SET OF TASKS »
- a) Answer these questions from the excerpt titled "The Shape Of Things To Come," one answer per line, marked (i), (ii), (iii) to match.
(i) Which show is the opening quotation credited to?
(ii) Which company's office is the story about, and when did it take place?
(iii) Why was the night shift crew impressed by the man on the day shift crew?
- b) Shorten the paragraph of "The Shape Of Things To Come" that begins "I heard a story once about an AT&T office," keeping its main facts.

DOCUMENT EXTRACT »
>>>>

The Shape Of Things To Come

“This always happens, Oliver. Every time you open your mouth, somebody sticks a phone company in it.” – Green Acres

I think this cat might be chairman of the Fed®.

I heard a story once about an AT&T office, this was back in the 1970s or 1980s.  There was a particular employee who the day crew would always see finishing up at the end of his shift, putting tools up, and getting the work set up for the day crew.  They really appreciated him, since when they showed up, things were neat and ready to go.  They thought he stayed late to do this for them.

There was also a guy on day shift crew.  He’d show up early and prepare for work.  He impressed the night shift crew, because he came in early, and was getting his work ready to go well before the day shift showed up.

<<<<

EXTRACTED MATERIAL »
>>>>

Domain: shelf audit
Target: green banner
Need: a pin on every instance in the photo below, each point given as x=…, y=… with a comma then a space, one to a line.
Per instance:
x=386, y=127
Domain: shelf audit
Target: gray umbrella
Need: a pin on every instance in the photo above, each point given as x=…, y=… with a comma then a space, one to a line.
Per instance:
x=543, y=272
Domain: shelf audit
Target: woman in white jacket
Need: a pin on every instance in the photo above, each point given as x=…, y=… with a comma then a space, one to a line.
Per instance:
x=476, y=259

<<<<
>>>>

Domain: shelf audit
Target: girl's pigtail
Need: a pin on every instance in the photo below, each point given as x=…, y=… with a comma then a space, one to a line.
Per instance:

<<<<
>>>>

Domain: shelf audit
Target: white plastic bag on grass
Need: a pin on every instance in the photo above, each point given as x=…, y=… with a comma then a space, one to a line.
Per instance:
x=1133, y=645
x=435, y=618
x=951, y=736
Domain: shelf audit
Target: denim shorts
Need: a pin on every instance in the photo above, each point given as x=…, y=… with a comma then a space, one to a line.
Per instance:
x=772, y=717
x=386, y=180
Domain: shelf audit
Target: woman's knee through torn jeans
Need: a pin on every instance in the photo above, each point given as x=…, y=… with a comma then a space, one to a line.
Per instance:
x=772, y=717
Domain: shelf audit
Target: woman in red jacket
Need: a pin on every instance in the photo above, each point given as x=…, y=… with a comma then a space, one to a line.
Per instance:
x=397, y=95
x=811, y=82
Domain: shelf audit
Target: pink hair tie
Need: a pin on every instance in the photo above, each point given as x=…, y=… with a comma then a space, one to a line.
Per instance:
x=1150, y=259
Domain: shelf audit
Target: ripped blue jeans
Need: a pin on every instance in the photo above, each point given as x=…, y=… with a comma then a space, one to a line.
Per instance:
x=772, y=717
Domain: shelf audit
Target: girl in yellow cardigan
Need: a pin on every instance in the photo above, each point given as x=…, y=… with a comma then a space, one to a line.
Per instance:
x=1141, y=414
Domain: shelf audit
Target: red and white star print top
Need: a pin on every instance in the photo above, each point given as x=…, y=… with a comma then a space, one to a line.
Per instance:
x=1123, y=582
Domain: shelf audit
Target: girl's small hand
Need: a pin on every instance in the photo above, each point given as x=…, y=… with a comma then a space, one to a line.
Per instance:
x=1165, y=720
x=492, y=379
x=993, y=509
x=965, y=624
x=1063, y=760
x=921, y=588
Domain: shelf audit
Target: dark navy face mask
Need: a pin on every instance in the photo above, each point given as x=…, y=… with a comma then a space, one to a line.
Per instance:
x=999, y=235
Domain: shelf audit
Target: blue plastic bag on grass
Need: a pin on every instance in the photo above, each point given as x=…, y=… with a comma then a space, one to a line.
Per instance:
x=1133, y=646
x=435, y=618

<<<<

RESPONSE LIST »
- a)
(i) Green Acres.
(ii) An AT&T office, in the 1970s or 1980s.
(iii) He came in early and was getting his work ready well before the day shift showed up.

- b) A story from an AT&T office in the 1970s or 1980s tells of one employee whom the day crew always saw finishing his shift by putting tools away and setting up work for them. Grateful to find things neat and ready, they believed he stayed late for their sake.